▸ **What to do**
(a) Answer these from the forum thread on fixed-blade knives, one line each:
(i) What was Bobby Linton doing when the tip of the sharpfinger broke off?
(ii) In what year did onedude buy the big sod buster, and what did it cost?
(iii) What is the model number of the Rough Rider work knife mentioned?
(b) Copy the forum thread on fixed-blade knives word for word, starting at "When I was researching" and ending at "RR718 Work Knife.".
(c) Write what comes next in the forum thread on fixed-blade knives, picking up after its final sentence.

I was just thinking one advantage of a fixed blade over a folder is the handle wouldn't get full of gunk and stuff.
Well at least not like a folder which can get full of dirt and mud. I usually just wash it out with water and blow it out with air if I got some.

I could see how that particular Buck might need cleaning out after gutting a few animals.


----------



## Bobby Linton

I did have a fixed blade knife as a kid.  It was a sharpfinger and I really enjoyed it.  To bad the new old timer stuff is made in China. What I liked about it was the big handle and small blade.  Broke the tip off separating a hip socket and never replaced it.  Muskrat is one traditional design I have never had.  I see the appeal of a second identical blade if you were doing repetitive tasks away from a stone.


----------



## onedude

I have one of the big sod busters I bought in 1976 for $5 used. I like it, don't carry it much, a little too big, wish it was a jr.


----------



## dixiecutter

red neck richie said:


> I like my buck fixed blade with a gut hook and rubber handle. The gut hook opens em up like a zipper and the blade is strong enough to cut through the breast bone which makes it easier to cut the esophagus and lungs out. With the rubber handle give you a better grip and your hand wont slip when it gets wet.


Me too. Fixed w/ gut hook to zip a deer and snatch it through the sternum. I know it can be done other ways  But thats my way. Plus there's no crevices and hinges for meat and grime to collect in.


----------



## Mr Bya Lungshot

I’ll take a full tang fixed blade usually over a pocket knife. 
Specifically a well balanced clip point and of course a leather sheath so I look the part. Hahaha


----------



## Bobby Linton

The first time I saw that movie, I thought she looked old!


----------



## delacroix

I have worn a Spyderco Bill Moran horizontally on my belt, most days, for about the past ten years. A fixed blade carried that way will be out and cutting while you're getting the folder out of your pocket. And you get a lot more blade to work with that way.


----------



## Artfuldodger

Bobby Linton said:


> I did have a fixed blade knife as a kid.  It was a sharpfinger and I really enjoyed it.  To bad the new old timer stuff is made in China. What I liked about it was the big handle and small blade.  Broke the tip off separating a hip socket and never replaced it.  Muskrat is one traditional design I have never had.  I see the appeal of a second identical blade if you were doing repetitive tasks away from a stone.



I remember the Sharpfinger. It was a pretty popular knife.


----------



## Artfuldodger

When I was researching the  Case Sodbuster I found out a lot of companies made one. The yellow handled Case with the CV blade is one of the most popular ones.

Rough Rider makes one comparable in size to the Jr. The RR718 Work Knife.
Kissing Crane and Robert Klaas make the KC2134 a medium sodbuster the size of the Jr. The German made ones are supposedly better.

▸ **Data section**
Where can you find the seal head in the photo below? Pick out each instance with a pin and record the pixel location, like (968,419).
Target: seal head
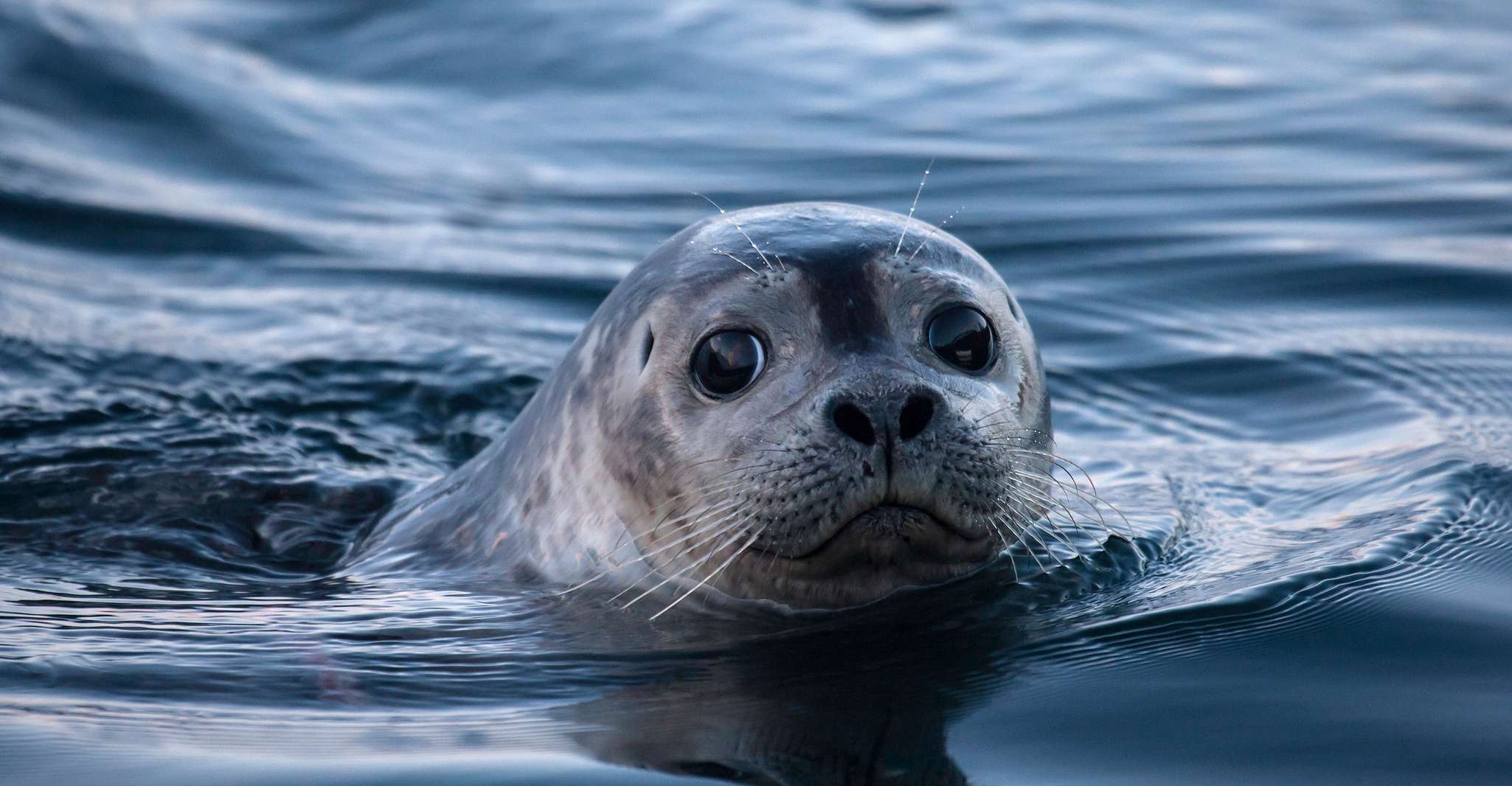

▸ **Responses in order**
(a)
(i) Separating a hip socket.
(ii) 1976, for $5 used.
(iii) RR718.

(b)
When I was researching the  Case Sodbuster I found out a lot of companies made one. The yellow handled Case with the CV blade is one of the most popular ones.

Rough Rider makes one comparable in size to the Jr. The RR718 Work Knife.

(c)
There is a German Eye brand. Boker makes one. Schrade makes one.

One that I ran across that really gets good reviews but cost about $60.00 is the Great Eastern Cutlery(GEC), Farm & Field, Bullnose Sodbuster, #71 with 1095 carbon steel.

Boy what a name!

This is a longer knife though. It's 3 13/16" long. The Case Jr is 3 5/8" long.

https://www.collectorknives.net/sho...sodbuster-farm-field-od-linen-micarta-715118/


----------



## Bobby Linton

GEC makes beautiful stuff.  Jewelry for men!


----------



## Hillbilly stalker

I have a "kissing crane" sod buster also. It is no where near the quality of a Case. It's sad, they used to be one of the better companies, not now.


----------



## Artfuldodger

Hillbilly stalker said:


> I have a "kissing crane" sod buster also. It is no where near the quality of a Case. It's sad, they used to be one of the better companies, not now.


This is true with a lot of the knife manufacturers that were great in the 70's-90's.
I just bought a Case Sodbuster Jr CV on ebay tonight. Looking for a smaller pocket knife with only one blade. Less that $24.00 total.

I think had I not bought that one I would have went with the Rough Rider RR718 Work Knife.

GEC>Case>Rough Rider


----------



## Bobby Linton

You made the right call.  I would prefer not to buy from China, but the quality of the rough rider stuff is scary good for the price.  First time I saw one I understood why all the budget American brands were going under. Rough rider sells a stockman for six bucks that is every bit as good as what Schrade was making domestically at five times the cost.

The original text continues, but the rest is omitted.